_What needs to be done:_ Identify each line in the data below that contains the word "truck", and copy those lines out.

Excerpts of location labeling data:
--------------------
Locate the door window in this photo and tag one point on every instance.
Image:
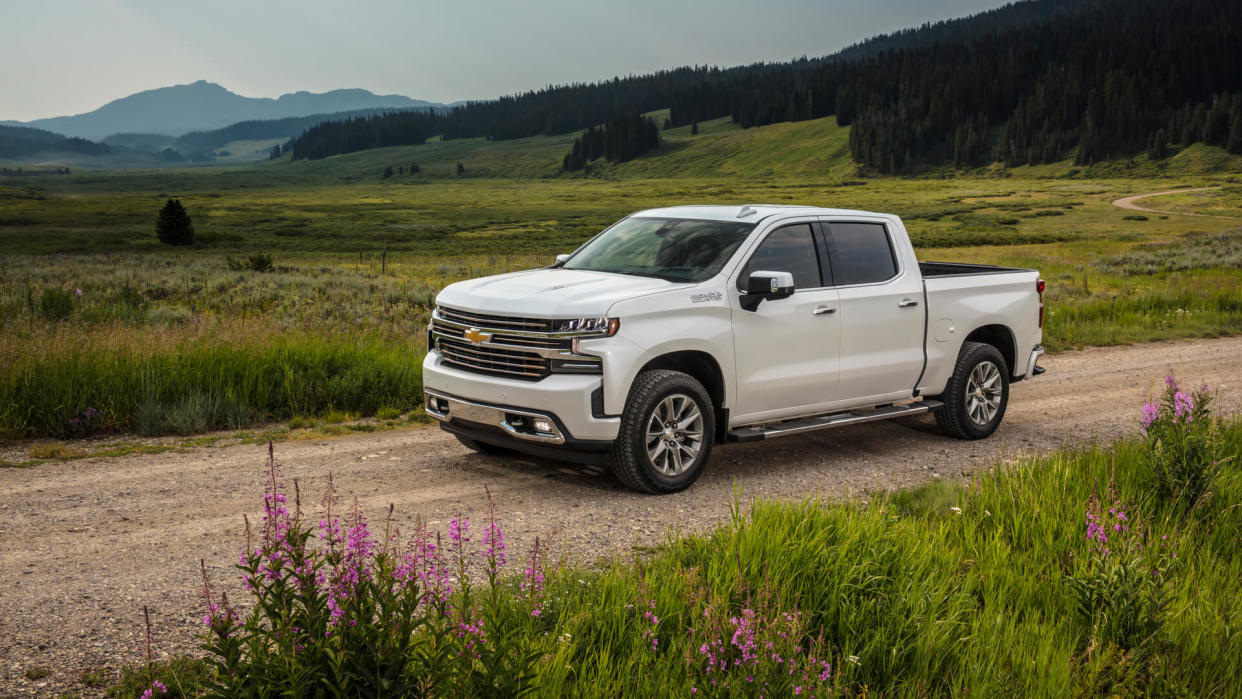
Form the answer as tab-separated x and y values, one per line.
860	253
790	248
--------------------
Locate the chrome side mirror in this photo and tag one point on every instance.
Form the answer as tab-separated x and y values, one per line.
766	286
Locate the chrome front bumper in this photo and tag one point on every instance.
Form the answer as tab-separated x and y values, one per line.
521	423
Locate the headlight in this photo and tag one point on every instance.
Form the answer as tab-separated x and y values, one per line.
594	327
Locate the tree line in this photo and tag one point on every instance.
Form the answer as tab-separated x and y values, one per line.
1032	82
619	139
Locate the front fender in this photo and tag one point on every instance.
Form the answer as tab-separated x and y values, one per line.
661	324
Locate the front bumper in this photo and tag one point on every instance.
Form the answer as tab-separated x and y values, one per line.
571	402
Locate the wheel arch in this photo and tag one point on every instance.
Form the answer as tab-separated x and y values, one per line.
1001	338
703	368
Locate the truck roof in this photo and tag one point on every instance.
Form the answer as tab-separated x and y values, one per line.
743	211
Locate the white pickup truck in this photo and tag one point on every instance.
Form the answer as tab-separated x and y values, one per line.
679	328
--------------------
_Answer to this exercise:_
Locate the truck roof in this photo and tag one point on every instance.
Locate the white pickup truck in this photo and tag one point on every instance.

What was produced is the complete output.